--- Listed records ---
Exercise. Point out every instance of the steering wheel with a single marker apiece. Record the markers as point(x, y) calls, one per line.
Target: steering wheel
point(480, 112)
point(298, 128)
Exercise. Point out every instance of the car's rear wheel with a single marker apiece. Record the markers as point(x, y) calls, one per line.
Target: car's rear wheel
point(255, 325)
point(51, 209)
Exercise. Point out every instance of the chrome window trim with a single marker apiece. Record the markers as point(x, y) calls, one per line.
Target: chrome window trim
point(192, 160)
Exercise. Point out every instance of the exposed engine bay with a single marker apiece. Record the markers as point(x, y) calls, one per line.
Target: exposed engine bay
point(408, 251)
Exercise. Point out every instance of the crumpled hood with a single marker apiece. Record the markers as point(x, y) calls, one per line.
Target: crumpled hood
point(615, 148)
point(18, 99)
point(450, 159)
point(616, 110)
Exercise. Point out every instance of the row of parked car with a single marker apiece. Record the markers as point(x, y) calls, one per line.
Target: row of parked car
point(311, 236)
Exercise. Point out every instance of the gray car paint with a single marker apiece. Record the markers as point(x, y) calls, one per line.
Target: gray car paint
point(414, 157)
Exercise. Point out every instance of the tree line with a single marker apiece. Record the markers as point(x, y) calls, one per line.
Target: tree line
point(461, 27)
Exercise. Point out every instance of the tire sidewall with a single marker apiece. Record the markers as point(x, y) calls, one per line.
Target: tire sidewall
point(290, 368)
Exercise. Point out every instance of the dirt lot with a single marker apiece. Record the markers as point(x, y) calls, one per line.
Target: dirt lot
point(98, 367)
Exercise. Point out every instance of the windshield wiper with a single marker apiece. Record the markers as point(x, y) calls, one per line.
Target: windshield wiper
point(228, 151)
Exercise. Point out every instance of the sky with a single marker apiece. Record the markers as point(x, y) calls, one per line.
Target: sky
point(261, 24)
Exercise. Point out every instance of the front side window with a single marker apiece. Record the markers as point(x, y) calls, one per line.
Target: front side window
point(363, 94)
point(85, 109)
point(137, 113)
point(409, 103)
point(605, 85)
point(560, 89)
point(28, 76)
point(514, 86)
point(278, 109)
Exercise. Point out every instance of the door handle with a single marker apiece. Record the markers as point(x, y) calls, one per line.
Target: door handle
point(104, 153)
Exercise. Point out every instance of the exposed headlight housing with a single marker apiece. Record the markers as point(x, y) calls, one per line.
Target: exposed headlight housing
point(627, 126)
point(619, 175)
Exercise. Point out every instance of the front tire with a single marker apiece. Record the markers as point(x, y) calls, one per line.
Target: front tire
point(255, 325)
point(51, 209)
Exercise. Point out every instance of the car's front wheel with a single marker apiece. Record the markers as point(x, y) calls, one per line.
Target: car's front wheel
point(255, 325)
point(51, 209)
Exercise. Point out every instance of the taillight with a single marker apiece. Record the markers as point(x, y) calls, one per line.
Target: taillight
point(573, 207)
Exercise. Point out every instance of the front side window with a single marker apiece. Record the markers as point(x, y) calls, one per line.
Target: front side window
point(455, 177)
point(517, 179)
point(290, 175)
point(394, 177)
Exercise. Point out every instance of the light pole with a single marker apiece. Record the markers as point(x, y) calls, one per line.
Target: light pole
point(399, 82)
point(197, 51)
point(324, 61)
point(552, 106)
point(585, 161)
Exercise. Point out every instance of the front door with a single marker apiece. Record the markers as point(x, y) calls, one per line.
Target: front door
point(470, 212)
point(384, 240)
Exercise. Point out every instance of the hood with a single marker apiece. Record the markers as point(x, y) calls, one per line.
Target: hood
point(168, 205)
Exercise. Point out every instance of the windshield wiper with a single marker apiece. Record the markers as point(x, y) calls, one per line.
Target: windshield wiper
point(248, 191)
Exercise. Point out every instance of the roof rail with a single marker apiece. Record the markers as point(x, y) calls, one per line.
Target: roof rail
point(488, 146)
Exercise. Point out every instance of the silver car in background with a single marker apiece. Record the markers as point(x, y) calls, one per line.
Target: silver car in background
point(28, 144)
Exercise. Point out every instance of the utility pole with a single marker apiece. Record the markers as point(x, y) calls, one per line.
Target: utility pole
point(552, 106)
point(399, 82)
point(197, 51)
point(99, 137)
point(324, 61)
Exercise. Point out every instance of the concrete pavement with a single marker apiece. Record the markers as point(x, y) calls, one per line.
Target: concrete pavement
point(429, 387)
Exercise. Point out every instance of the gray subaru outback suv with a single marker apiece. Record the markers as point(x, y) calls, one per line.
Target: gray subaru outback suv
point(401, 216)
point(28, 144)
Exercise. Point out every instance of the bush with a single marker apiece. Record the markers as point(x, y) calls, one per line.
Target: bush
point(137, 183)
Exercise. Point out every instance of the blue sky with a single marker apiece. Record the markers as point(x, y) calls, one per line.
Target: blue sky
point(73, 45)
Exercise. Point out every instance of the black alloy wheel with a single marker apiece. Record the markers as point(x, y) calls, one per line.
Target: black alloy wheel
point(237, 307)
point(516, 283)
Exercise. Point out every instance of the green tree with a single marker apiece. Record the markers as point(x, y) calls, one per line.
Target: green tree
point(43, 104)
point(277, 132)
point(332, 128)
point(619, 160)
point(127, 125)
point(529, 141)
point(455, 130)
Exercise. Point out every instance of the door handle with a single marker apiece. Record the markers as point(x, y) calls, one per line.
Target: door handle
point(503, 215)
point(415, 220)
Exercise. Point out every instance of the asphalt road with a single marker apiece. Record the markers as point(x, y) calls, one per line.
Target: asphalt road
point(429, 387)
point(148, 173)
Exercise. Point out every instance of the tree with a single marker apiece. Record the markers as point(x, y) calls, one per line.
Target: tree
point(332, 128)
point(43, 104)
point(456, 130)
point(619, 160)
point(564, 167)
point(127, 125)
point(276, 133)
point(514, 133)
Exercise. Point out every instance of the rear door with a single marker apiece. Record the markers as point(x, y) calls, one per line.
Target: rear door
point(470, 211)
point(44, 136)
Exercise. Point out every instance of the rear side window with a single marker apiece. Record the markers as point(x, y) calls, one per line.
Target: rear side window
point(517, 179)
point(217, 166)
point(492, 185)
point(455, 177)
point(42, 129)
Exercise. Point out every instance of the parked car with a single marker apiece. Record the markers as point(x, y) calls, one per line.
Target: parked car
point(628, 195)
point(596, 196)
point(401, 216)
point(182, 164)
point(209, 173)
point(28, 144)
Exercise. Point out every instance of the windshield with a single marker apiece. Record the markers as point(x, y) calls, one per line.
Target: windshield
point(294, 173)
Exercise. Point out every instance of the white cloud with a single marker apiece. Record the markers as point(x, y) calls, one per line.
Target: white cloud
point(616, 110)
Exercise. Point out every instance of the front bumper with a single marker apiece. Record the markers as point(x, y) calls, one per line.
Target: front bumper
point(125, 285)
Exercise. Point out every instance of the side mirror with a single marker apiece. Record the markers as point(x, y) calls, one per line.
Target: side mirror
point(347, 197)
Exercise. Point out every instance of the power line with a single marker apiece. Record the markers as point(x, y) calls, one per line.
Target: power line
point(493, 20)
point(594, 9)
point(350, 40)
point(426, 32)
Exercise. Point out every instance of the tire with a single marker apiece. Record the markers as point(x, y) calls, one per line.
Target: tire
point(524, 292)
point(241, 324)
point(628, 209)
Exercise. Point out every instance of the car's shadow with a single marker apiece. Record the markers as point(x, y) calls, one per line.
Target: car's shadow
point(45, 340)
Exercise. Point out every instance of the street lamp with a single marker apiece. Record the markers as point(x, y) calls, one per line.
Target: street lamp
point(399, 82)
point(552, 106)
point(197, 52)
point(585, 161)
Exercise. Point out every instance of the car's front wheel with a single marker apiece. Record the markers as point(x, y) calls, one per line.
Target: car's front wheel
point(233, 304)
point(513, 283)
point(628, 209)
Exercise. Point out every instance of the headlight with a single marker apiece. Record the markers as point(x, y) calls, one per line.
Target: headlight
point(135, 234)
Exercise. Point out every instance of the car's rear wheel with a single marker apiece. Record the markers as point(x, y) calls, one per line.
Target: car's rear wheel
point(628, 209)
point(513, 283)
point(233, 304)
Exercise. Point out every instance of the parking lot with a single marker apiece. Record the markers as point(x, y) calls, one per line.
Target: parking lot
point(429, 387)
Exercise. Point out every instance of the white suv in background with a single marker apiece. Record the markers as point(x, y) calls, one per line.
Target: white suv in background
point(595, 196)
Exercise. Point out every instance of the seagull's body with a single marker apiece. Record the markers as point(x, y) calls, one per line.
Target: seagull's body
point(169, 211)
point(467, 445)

--- Written task ---
Copy out the entries from the line containing "Exercise. Point out every instance of the blue" through the line containing "point(73, 45)", subtracting 48 from each coordinate in the answers.

--- Answer in full ---
Exercise. Point out every instance of the blue sky with a single marker apiece. Record the markers as point(x, y) calls, one per line.
Target: blue sky
point(25, -3)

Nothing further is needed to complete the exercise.